▶ _Directions for this task_: Nothing but the lines holding the string "support" should appear in the answer. Copy them from the entries.

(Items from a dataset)
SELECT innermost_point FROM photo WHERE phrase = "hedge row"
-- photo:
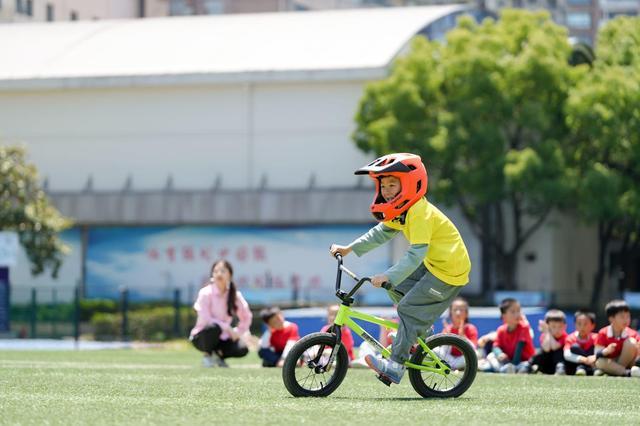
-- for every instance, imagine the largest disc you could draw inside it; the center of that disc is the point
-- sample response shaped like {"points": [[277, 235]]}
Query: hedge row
{"points": [[153, 324]]}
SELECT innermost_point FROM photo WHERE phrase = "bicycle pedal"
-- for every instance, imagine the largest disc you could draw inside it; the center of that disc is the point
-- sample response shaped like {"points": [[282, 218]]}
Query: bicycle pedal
{"points": [[384, 380]]}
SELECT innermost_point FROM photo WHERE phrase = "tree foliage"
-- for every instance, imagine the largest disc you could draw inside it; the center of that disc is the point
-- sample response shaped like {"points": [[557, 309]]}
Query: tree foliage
{"points": [[25, 209], [603, 113], [485, 112]]}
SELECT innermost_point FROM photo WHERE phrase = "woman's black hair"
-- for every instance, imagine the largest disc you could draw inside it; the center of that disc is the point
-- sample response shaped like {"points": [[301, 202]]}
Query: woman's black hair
{"points": [[231, 298], [463, 300]]}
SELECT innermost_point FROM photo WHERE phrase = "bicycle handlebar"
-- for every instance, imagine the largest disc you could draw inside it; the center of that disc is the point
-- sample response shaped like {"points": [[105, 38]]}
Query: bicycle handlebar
{"points": [[346, 296]]}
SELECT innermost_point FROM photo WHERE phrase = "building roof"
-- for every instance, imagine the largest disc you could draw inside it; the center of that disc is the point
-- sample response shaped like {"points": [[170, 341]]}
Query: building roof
{"points": [[325, 45]]}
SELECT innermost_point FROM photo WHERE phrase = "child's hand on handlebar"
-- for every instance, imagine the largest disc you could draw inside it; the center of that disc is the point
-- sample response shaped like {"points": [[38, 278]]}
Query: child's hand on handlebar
{"points": [[337, 249], [378, 280]]}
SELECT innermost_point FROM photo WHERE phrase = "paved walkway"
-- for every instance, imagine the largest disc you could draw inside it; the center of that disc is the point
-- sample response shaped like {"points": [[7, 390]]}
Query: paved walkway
{"points": [[59, 345]]}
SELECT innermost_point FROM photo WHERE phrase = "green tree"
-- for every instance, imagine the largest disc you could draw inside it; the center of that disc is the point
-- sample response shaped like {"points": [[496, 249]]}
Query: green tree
{"points": [[603, 113], [25, 209], [485, 111]]}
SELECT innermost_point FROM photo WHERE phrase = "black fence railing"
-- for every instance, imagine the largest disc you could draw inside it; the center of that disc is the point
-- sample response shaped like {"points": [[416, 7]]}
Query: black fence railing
{"points": [[62, 313]]}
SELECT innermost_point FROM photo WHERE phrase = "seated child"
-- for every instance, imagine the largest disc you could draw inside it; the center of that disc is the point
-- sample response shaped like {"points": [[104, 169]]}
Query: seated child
{"points": [[579, 357], [549, 359], [460, 325], [485, 346], [513, 346], [385, 337], [345, 336], [280, 336], [616, 346]]}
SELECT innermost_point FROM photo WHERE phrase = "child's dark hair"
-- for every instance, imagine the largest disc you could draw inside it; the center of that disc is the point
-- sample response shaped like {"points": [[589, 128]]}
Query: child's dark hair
{"points": [[231, 298], [466, 306], [586, 313], [615, 306], [267, 313], [506, 304], [555, 315]]}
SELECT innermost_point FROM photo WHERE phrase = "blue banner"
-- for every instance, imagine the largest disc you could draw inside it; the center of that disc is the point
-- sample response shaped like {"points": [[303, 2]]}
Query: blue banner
{"points": [[271, 265]]}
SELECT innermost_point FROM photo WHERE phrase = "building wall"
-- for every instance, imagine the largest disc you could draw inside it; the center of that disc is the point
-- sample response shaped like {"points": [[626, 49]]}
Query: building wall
{"points": [[63, 9], [243, 134]]}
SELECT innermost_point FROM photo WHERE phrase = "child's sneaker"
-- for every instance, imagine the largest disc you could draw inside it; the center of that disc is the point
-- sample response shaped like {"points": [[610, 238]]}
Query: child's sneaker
{"points": [[207, 361], [390, 370], [508, 368], [218, 361], [524, 368]]}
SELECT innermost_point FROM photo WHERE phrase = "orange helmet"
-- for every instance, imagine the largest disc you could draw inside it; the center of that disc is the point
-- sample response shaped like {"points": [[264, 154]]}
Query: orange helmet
{"points": [[413, 179]]}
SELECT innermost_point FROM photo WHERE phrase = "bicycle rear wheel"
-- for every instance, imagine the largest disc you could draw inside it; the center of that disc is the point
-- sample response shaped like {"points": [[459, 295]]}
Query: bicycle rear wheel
{"points": [[306, 370], [457, 354]]}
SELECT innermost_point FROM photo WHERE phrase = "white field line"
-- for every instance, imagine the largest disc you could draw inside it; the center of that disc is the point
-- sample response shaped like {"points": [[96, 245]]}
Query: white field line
{"points": [[105, 366]]}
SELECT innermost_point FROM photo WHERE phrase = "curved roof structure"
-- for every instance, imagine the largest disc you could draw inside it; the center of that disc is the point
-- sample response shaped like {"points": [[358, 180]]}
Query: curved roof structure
{"points": [[327, 45]]}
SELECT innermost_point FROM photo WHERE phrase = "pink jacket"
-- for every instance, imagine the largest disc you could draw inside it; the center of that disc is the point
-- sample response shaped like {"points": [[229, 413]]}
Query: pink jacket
{"points": [[211, 306]]}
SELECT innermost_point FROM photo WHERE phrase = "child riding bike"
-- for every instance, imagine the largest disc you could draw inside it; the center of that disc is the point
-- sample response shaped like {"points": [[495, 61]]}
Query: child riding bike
{"points": [[432, 271]]}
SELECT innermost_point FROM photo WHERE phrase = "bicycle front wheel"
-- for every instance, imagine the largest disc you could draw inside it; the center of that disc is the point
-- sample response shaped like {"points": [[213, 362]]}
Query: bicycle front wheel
{"points": [[307, 370], [462, 363]]}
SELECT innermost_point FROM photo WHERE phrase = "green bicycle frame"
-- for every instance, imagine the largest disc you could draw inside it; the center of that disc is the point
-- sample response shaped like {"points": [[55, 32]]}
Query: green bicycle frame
{"points": [[345, 316]]}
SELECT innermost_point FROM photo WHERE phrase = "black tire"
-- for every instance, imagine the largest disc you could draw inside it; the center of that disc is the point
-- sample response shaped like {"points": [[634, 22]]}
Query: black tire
{"points": [[451, 385], [303, 370]]}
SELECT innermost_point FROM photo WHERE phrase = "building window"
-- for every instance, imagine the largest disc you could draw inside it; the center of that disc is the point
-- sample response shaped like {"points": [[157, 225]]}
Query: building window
{"points": [[579, 20], [196, 7], [50, 12]]}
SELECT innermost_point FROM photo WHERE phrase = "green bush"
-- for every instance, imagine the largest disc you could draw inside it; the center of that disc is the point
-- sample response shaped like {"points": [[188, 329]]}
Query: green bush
{"points": [[153, 324]]}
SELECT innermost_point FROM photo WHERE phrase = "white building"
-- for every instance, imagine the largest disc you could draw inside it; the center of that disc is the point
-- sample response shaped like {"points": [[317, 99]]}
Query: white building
{"points": [[228, 120]]}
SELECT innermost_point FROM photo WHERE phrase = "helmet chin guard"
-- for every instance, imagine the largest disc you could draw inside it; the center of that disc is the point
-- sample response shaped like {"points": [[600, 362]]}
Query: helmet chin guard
{"points": [[410, 170]]}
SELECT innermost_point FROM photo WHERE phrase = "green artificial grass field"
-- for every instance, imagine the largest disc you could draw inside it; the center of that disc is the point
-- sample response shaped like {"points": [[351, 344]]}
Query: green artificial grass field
{"points": [[168, 386]]}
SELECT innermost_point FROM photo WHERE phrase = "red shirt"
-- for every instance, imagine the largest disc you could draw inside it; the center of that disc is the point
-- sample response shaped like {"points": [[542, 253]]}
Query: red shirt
{"points": [[562, 339], [508, 340], [279, 338], [606, 337], [468, 330], [585, 344], [346, 337]]}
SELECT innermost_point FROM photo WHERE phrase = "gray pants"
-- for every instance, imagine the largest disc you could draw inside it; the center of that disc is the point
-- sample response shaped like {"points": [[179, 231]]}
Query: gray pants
{"points": [[425, 299]]}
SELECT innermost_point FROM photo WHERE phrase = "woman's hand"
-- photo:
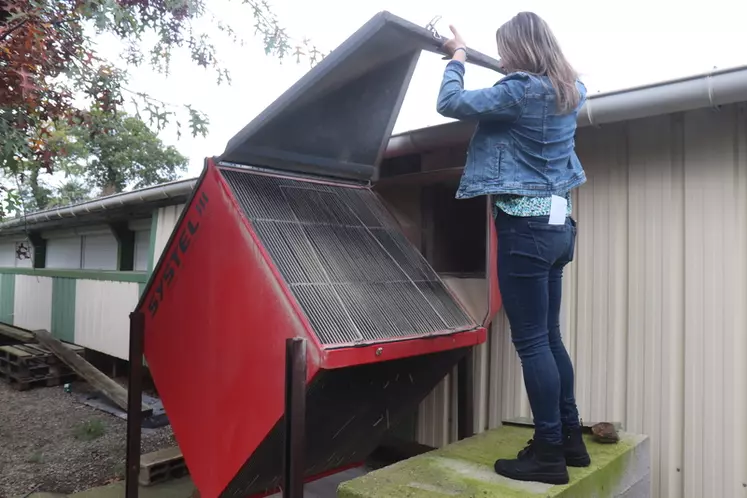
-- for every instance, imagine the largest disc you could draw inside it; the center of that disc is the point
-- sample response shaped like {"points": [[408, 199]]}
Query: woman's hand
{"points": [[454, 44]]}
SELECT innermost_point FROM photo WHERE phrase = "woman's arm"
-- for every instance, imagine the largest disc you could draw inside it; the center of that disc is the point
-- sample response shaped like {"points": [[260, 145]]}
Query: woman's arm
{"points": [[500, 102]]}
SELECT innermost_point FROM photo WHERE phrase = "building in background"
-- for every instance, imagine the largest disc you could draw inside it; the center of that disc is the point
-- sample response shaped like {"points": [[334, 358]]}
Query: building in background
{"points": [[653, 312]]}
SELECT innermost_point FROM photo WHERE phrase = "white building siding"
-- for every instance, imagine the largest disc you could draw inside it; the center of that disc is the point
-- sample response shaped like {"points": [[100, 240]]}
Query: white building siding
{"points": [[100, 252], [96, 302], [654, 306], [167, 218], [64, 252], [32, 308]]}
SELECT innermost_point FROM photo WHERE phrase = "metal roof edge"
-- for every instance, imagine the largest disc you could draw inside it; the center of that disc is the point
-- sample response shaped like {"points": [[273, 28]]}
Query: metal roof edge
{"points": [[164, 191], [710, 89]]}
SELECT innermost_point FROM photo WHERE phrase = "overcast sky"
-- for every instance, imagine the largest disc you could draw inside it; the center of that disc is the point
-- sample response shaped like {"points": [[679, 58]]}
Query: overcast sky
{"points": [[613, 45]]}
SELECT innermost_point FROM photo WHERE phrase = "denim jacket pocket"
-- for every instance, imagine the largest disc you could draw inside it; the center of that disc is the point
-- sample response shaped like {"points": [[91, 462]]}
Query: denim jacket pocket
{"points": [[492, 172]]}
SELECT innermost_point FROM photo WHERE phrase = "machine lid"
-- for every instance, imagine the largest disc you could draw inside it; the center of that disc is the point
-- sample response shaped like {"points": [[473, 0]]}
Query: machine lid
{"points": [[337, 119]]}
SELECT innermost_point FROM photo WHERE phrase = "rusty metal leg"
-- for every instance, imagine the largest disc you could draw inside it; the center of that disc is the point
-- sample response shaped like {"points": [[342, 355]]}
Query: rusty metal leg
{"points": [[295, 418], [134, 403], [466, 397]]}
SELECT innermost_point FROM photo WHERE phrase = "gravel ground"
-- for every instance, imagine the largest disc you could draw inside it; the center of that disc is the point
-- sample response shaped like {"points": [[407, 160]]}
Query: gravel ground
{"points": [[43, 448]]}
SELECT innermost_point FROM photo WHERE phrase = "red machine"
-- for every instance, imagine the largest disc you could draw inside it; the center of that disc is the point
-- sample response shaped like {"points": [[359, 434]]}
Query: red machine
{"points": [[285, 236]]}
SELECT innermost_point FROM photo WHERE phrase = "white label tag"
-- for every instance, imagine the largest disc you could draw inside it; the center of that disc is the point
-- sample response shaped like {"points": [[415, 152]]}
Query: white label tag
{"points": [[558, 210]]}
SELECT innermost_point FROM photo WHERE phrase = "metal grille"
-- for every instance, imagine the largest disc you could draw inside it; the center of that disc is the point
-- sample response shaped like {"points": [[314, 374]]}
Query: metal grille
{"points": [[354, 274]]}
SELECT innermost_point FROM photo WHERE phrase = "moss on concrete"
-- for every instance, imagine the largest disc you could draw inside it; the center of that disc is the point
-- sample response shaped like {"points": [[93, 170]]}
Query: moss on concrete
{"points": [[465, 469]]}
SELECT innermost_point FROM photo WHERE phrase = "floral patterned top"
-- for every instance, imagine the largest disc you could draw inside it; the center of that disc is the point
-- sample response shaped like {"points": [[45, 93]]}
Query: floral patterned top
{"points": [[517, 205]]}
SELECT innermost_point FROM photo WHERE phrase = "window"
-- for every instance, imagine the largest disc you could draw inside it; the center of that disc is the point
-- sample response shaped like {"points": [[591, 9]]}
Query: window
{"points": [[99, 252], [142, 250], [64, 252]]}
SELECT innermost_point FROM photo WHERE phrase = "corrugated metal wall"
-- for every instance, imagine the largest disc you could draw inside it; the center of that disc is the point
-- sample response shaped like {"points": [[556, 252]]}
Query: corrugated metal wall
{"points": [[654, 307]]}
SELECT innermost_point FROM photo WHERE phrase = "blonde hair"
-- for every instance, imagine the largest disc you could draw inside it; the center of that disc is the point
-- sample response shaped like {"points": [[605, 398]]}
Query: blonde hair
{"points": [[526, 43]]}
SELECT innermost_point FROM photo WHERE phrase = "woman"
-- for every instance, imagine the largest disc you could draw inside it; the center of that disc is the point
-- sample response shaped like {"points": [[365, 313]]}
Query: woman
{"points": [[522, 153]]}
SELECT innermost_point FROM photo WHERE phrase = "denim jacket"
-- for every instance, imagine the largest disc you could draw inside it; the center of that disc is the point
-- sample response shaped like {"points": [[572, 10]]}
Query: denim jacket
{"points": [[521, 145]]}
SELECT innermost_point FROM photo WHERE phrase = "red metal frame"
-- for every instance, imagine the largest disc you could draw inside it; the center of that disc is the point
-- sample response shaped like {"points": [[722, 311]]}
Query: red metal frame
{"points": [[220, 374]]}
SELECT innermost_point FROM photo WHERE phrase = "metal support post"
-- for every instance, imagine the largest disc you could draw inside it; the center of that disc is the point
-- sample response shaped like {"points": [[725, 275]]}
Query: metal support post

▶ _Task output_:
SELECT innermost_point FROM photo WHERE phrase = "metal support post"
Query: metal support post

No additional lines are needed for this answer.